Quote the entries in full, character for character, without their images.

______________________________

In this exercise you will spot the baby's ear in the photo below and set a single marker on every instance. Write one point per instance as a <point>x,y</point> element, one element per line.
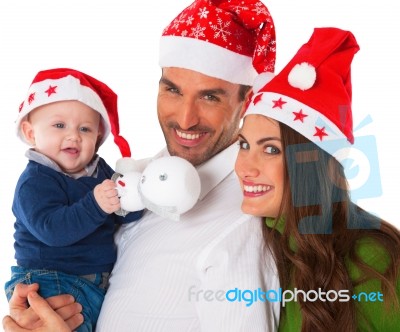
<point>28,132</point>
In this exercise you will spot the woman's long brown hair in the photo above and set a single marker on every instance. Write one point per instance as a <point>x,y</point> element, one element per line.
<point>325,226</point>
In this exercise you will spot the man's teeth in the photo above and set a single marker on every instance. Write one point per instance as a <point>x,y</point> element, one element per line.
<point>256,189</point>
<point>187,136</point>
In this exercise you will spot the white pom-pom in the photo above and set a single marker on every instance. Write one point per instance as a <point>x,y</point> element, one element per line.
<point>261,80</point>
<point>171,182</point>
<point>302,76</point>
<point>127,187</point>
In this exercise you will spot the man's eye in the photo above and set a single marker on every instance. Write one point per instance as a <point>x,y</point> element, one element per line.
<point>272,150</point>
<point>173,90</point>
<point>211,98</point>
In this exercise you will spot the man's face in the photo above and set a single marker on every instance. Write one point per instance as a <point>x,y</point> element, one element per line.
<point>199,115</point>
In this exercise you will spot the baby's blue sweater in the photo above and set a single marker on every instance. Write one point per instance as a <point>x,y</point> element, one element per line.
<point>59,225</point>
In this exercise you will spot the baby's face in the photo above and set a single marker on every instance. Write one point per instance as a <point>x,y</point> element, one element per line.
<point>67,132</point>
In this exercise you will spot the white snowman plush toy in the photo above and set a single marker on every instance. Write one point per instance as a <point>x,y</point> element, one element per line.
<point>167,186</point>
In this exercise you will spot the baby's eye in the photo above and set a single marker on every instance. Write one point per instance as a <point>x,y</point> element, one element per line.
<point>85,129</point>
<point>272,150</point>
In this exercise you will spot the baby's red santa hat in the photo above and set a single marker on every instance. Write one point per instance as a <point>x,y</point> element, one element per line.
<point>233,40</point>
<point>62,84</point>
<point>312,94</point>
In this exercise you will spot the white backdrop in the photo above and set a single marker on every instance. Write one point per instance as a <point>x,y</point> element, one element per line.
<point>117,42</point>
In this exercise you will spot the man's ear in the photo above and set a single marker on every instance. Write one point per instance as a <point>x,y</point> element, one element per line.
<point>246,102</point>
<point>28,132</point>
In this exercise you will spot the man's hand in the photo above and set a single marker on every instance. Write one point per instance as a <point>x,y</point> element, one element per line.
<point>106,196</point>
<point>41,312</point>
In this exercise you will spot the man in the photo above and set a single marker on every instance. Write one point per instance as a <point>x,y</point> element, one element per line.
<point>205,272</point>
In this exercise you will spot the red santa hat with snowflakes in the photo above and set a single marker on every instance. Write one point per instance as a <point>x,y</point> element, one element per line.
<point>233,40</point>
<point>62,84</point>
<point>312,94</point>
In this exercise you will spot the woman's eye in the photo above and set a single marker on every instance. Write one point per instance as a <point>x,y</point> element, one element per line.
<point>272,150</point>
<point>244,145</point>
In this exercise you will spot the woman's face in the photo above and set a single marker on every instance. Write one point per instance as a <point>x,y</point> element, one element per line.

______________________________

Right answer:
In this exercise you will spot the baby's ear in the photo below and set a single marker on every instance. Write one point per instance as a <point>x,y</point> element, one element per line.
<point>28,132</point>
In this exercise you will spot the woman's long brown hair in the photo above and set a single marker on every instance. Write one point per instance as a <point>x,y</point> element, one element per line.
<point>325,226</point>
In this exercise you will spot the man's teeth in the photo above and set a single marker on every instance. Write one point per instance as a <point>x,y</point> element, one element per line.
<point>256,189</point>
<point>187,136</point>
In this exercise you will spot the white pom-pom in the photo above and set a single marker on every instance. Write one point per instance as a <point>x,y</point> element, one element per line.
<point>261,80</point>
<point>171,182</point>
<point>302,76</point>
<point>127,187</point>
In this exercise you will spot the man's eye in the photo above and set a single marker on every instance. Write one point per instance as a <point>x,y</point> element, one element per line.
<point>272,150</point>
<point>173,90</point>
<point>211,98</point>
In this exercise you will spot the man's face in the photo above and set a single marker on every instance. Write one point per instance as a <point>x,y</point> element, one element per line.
<point>199,115</point>
In this exercise you will spot the baby's blue sweater in the photo above and set a single marker on every instance. Write one point per instance as a <point>x,y</point> element, one element per line.
<point>59,225</point>
In this exercise you will spot the baby's face in the photo above and set a single marker on every instance. Write one point per instance as a <point>x,y</point> element, one element per line.
<point>67,132</point>
In this exercise you will spot the white snowman plush toy in the photo above and set a single marker on every instance. Write one point per instance as a <point>x,y</point> element, one element per line.
<point>167,186</point>
In this exercise you will spot the baby's eye in the photo above and set a single marker on every instance. Write one point per instance as a <point>x,y</point> element, one element per line.
<point>85,129</point>
<point>272,150</point>
In this exercise you will spot the baby's red santa hat in the photo above and set a single marker on every instance. Write one point per instance as a <point>x,y</point> element, one element per line.
<point>233,40</point>
<point>62,84</point>
<point>312,94</point>
In this exercise you will spot the white backdrop in the photo above and set a single marker on every instance. Write one point per instance as a <point>x,y</point> element, one element per line.
<point>117,42</point>
In this exercise you will spot the man's ear in the photo above and set a single marker on every instance. Write one point per instance as a <point>x,y</point> element, one element per line.
<point>246,102</point>
<point>28,132</point>
In this exercise you will spot the man's hand in the photo above and set a single marker on every instance. Write one point per instance as a <point>x,y</point> element, one element per line.
<point>106,196</point>
<point>41,312</point>
In this exercise you will spot the man in the photo above and set a single marker on every instance. Write one point per instance as a <point>x,y</point> element, one element per line.
<point>205,272</point>
In this exercise you will spot the red santa hat with snowflakes in the photo above and set a single marker on every instance. Write one point per instance as a <point>x,y</point> element, one element per line.
<point>233,40</point>
<point>62,84</point>
<point>312,94</point>
In this exercise you will spot the woman's eye in the photo above and set a single marker on every instance. Write one point per instance as a <point>x,y</point> element, one element per line.
<point>272,150</point>
<point>244,145</point>
In this exercise you will spot the woman's face in the photo above and set a single marker on every instance. Write one point per instance as a <point>x,y</point> element, one element per line.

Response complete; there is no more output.